**WHAT YOU ARE ASKED TO DO:** Without skipping or changing anything, print all the entries.

Natural-language object grounding data:
- - - - - - -
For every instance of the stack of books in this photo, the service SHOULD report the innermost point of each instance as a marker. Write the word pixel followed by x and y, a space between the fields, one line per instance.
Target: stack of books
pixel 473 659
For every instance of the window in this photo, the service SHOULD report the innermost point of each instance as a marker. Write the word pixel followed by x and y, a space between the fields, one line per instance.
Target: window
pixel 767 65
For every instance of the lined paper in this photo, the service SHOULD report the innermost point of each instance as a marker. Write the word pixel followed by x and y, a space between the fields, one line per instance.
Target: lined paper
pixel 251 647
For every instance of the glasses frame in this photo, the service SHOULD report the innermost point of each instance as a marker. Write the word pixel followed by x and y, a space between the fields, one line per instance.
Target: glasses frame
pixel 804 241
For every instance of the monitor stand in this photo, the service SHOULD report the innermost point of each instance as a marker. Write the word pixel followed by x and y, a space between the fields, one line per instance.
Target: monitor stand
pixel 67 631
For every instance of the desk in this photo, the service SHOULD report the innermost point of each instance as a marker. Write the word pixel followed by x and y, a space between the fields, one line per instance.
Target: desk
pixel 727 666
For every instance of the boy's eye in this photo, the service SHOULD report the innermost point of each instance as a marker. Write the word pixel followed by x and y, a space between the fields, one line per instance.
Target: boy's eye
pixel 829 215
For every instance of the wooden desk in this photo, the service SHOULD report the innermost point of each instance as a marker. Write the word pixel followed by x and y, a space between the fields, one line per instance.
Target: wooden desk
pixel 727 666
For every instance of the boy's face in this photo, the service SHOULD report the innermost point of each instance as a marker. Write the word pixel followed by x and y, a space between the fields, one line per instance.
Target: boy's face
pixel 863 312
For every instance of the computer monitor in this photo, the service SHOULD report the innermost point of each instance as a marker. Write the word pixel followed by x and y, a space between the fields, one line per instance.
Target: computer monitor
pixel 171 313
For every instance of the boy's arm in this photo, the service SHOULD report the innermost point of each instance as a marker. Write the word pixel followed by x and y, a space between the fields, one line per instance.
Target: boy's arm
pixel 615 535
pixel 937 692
- - - - - - -
**RESPONSE TO THE TASK:**
For every instance of the stack of books in this photo, the service SHOULD report the innermost point of each instance as a marker. Write the word pixel followed by x and y, a space between the fields, one line per instance.
Target: stack of books
pixel 473 659
For every instance of the window in this photo, the service SHOULD report the innermost point of each instance as a marker. Write the word pixel followed by x and y, a space between the fields, one line per instance.
Target: window
pixel 767 65
For every instance of the lined paper in this photo, the service SHOULD report the innermost point of each instance as a marker. Write the word pixel followed by x and y, a space between the fields, one line per instance.
Target: lined paper
pixel 251 647
For every instance of the glasses frame in this photo, the service SHOULD report the innermost point of each instance as a marker. Write the word pixel followed by x and y, a space between the fields, one line per instance.
Target: glasses frame
pixel 804 241
For every instance of the monitor stand in this photo, the service SHOULD report the innermost point of each instance as a marker. Write the word pixel followed by x and y, a space between the fields, one line per instance.
Target: monitor stand
pixel 67 631
For every instance of the desk in this photo, the service SHOULD report the innermost point of each instance as a marker. Write the word pixel followed by x and y, a space between the fields, one line per instance.
Target: desk
pixel 727 666
For every instance of the boy's eye in this photo, the service SHOULD report the innermost point of each instance as a marker. Write the word pixel followed by x and y, a space between the fields, one line per instance.
Target: boy's eye
pixel 829 215
For every instance of the wooden desk in this photo, the service SHOULD report the innermost point of each instance as a marker. Write the word pixel followed by x and y, a space between the fields, one line per instance.
Target: wooden desk
pixel 727 666
For every instance of the boy's face in this photo, the service SHOULD report the innermost point of each instance as a marker. Write the word pixel followed by x and y, a space between the fields, one line per instance.
Target: boy's face
pixel 863 312
For every instance of the computer monitor in this photo, the service SHOULD report the innermost point of each instance as a marker. Write the word pixel followed by x and y, a space between the fields, one line per instance.
Target: computer monitor
pixel 171 313
For every instance of the boy's arm in this photo, the service SHOULD report the innermost point of each instance as a marker. Write the word pixel followed by x and y, a space between the fields, one line per instance.
Target: boy's arm
pixel 615 535
pixel 937 692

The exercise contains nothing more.